## [Excerpted text]
As AI Competition Heats Up, Benchmark Scores Leave Users Guessing | Be Korea-savvy

As AI Competition Heats Up, Benchmark Scores Leave Users Guessing


When Every AI Is “Best,” Users Are Left Guessing (Image supported by ChatGPT)

When Every AI Is “Best,” Users Are Left Guessing (Image supported by ChatGPT)

SEOUL, Feb. 2 (Korea Bizwire) — When a South Korean office worker recently considered paying for an artificial intelligence service to help with his job, he found himself unsure which product to choose. Each major platform — from Google’s Gemini to OpenAI’s ChatGPT and Anthropic’s Claude — claimed to offer “top performance” in different areas.

“The No. 1 model seems to change depending on who is speaking,” he said. “It makes you wonder whether the advertising is exaggerated.”

His confusion reflects a broader challenge emerging in the rapidly intensifying generative AI market, where companies increasingly highlight selective performance metrics to promote their models — a practice critics describe as “cherry-picking.”

According to industry officials, benchmarks — standardized tests used to measure AI capabilities — are increasingly being repurposed as marketing tools rather than objective indicators of real-world performance.

Dozens of benchmarks are currently in circulation, including MMLU for university-level knowledge, GSM8K for mathematical reasoning and HumanEval for coding ability. When launching new models, companies often spotlight only a handful of metrics in which their systems rank highest, presenting the results in simplified charts that can obscure broader limitations.

## [Exercise objective]
Write the next part of the article on AI benchmark scores, starting after its last sentence.

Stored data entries
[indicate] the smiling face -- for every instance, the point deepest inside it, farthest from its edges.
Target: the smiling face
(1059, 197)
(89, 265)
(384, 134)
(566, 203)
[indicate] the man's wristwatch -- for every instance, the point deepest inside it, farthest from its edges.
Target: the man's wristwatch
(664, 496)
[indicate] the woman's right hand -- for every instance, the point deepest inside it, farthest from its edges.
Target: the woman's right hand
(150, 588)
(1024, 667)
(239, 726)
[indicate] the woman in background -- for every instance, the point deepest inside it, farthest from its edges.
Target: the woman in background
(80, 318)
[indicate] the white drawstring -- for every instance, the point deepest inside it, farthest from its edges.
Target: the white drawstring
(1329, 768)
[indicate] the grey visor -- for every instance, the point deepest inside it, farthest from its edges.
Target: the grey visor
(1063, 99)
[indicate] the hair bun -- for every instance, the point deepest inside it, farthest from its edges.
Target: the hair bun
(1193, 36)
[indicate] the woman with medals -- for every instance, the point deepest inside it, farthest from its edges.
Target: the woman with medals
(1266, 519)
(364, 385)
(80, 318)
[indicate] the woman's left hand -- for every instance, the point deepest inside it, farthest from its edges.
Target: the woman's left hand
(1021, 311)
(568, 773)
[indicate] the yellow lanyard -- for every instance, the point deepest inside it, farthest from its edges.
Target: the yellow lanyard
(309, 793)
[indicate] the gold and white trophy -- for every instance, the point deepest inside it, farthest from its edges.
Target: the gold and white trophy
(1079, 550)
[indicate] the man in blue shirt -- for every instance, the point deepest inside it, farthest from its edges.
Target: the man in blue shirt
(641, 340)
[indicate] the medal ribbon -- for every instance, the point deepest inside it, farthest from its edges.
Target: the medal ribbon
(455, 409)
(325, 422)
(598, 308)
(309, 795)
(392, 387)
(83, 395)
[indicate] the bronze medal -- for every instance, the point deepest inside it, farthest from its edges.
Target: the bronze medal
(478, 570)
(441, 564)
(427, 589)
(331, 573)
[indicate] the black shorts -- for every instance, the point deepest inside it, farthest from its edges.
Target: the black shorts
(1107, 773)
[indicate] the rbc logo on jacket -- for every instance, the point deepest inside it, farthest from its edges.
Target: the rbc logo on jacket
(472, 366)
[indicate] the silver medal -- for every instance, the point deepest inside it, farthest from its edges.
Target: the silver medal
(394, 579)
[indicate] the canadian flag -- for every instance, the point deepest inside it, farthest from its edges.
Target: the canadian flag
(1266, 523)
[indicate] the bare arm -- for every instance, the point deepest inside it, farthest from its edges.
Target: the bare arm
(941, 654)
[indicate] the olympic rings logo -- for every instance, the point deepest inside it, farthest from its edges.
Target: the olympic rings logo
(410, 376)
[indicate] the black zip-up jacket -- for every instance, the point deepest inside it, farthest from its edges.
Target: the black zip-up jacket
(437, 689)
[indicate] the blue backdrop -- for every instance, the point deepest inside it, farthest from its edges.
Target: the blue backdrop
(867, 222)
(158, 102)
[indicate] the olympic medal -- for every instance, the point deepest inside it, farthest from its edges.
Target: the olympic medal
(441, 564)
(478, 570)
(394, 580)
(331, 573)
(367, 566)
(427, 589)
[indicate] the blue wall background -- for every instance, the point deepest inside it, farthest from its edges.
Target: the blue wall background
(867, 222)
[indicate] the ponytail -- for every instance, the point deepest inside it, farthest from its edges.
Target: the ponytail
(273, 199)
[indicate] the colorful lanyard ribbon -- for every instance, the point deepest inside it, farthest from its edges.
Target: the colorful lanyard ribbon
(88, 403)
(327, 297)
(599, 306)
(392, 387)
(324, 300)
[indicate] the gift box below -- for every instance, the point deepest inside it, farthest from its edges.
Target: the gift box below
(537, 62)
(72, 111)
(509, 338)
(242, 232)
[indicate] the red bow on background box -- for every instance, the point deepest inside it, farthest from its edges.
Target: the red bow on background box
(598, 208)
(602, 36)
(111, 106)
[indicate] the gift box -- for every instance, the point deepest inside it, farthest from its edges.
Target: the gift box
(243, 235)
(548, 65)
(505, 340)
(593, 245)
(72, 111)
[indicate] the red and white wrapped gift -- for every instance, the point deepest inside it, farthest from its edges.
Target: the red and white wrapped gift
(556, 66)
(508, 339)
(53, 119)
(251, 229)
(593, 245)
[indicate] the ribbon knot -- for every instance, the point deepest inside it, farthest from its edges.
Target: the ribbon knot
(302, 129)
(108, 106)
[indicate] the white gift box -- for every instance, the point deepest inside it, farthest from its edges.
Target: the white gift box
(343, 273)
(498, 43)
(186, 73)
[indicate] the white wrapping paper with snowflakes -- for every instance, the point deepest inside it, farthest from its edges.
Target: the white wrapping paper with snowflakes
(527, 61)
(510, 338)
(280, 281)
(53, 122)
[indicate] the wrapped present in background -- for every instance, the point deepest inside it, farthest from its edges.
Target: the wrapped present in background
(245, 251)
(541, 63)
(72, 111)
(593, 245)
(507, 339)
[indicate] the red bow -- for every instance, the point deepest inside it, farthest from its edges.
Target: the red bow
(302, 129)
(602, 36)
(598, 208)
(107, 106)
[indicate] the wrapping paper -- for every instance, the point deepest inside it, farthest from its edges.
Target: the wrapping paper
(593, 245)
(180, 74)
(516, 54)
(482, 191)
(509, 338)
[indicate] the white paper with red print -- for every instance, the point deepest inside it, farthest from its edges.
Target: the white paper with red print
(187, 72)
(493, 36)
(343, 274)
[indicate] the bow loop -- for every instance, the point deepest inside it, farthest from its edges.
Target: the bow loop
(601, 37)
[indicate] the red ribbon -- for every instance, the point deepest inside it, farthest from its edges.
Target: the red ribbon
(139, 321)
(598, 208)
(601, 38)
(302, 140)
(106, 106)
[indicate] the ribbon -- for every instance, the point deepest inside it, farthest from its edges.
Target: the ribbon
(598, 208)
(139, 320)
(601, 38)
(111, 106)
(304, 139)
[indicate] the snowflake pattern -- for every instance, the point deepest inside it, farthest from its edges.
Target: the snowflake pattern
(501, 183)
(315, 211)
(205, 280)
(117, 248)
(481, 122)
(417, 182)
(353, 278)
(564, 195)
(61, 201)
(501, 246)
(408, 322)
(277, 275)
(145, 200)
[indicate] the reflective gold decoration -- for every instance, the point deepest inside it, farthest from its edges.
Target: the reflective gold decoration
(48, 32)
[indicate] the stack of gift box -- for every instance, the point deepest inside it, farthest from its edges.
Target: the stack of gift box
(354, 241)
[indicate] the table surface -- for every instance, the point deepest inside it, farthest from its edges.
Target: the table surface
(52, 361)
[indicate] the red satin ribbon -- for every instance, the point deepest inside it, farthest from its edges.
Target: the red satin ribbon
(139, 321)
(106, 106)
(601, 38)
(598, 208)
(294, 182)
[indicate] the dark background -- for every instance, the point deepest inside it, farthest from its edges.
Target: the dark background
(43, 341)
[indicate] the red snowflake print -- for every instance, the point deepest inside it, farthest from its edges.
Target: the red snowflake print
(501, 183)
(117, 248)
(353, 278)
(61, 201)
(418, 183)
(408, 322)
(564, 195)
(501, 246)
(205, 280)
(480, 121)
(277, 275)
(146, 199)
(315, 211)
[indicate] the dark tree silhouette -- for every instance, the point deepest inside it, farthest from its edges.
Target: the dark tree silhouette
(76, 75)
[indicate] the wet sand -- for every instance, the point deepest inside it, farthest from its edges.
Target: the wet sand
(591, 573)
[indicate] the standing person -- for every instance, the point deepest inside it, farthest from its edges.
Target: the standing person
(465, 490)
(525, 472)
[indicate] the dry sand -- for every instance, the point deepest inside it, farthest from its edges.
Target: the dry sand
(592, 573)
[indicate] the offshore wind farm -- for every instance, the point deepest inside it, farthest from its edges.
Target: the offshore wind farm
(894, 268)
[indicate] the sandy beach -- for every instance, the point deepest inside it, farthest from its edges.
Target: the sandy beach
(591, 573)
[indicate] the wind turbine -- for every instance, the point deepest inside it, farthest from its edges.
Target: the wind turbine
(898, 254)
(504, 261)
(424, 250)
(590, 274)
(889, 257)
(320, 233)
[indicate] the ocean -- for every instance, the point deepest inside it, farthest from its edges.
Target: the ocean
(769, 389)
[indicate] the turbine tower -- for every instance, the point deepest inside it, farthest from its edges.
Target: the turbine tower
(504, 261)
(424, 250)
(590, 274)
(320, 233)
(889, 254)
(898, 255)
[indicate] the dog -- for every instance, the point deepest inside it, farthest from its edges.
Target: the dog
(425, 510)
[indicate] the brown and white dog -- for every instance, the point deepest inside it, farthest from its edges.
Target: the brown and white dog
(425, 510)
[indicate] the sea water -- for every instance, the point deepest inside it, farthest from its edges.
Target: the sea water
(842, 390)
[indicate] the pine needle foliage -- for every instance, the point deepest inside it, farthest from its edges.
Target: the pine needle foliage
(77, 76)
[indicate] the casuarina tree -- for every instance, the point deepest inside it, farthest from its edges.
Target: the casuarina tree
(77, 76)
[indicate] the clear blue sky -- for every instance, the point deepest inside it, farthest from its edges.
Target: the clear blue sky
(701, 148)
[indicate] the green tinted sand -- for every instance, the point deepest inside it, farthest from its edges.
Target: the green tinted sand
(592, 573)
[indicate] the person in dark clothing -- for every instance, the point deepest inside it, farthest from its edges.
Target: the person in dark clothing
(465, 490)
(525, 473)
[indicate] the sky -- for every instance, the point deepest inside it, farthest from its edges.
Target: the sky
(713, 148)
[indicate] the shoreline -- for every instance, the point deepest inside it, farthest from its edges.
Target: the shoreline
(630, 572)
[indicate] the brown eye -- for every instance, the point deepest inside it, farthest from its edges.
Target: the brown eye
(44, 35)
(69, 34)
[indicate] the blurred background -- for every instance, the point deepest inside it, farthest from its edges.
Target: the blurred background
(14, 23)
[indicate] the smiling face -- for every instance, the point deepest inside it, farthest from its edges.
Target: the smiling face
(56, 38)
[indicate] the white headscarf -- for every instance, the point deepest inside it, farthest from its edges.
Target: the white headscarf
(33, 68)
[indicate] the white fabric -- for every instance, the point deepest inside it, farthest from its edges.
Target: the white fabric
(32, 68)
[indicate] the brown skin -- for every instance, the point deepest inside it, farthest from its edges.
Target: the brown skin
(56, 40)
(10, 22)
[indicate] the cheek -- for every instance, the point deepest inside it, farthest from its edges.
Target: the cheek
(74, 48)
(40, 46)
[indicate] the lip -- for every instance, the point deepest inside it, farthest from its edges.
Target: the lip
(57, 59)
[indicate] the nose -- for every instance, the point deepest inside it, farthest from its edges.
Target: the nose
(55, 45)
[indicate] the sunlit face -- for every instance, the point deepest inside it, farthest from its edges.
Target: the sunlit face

## [Task answer]
The same pattern has emerged in South Korea’s domestic AI sector, including among firms participating in the government-led sovereign foundation model project. While strong benchmark results are noteworthy, experts caution that high scores do not necessarily translate into reliable performance in everyday use.

One concern is so-called data contamination, in which models are inadvertently trained on benchmark questions or similar material, inflating scores without reflecting genuine reasoning ability — a phenomenon likened to memorizing past exam questions.

In the Age of AI, What Does “Best” Really Mean? (Image courtesy of Yonhap)

In the Age of AI, What Does “Best” Really Mean? (Image courtesy of Yonhap)

As AI development matures, specialists argue that the race to declare a single “smartest” model has become increasingly misplaced. The industry is moving beyond general intelligence toward purpose-built systems optimized for specific tasks.

The distinction, experts say, resembles the automotive market: a high-speed supercar may dominate a racetrack, but compact or electric vehicles are often better suited for crowded city streets. Likewise, large, computationally intensive models may excel at complex research tasks, while smaller and faster systems can outperform them in customer service, summarization and routine office work.

Alternative evaluation methods are gaining attention. One widely cited example is Chatbot Arena, which pits two anonymous models against each other using identical prompts, allowing users to judge responses directly. Supporters say the approach is harder to manipulate and better reflects human perceptions of quality.

Industry analysts say consumers should look beyond headline rankings.

“Right now, it’s like athletes of different weight classes boasting only the events they’re good at,” one expert said. “Instead of being swayed by numbers, users should judge whether an AI gives accurate, safe and useful answers for their own work.”

Some experts have also urged the government and academic institutions to develop standardized evaluation guidelines that go beyond raw performance scores, incorporating factors such as safety, ethical reliability and Korean-language proficiency.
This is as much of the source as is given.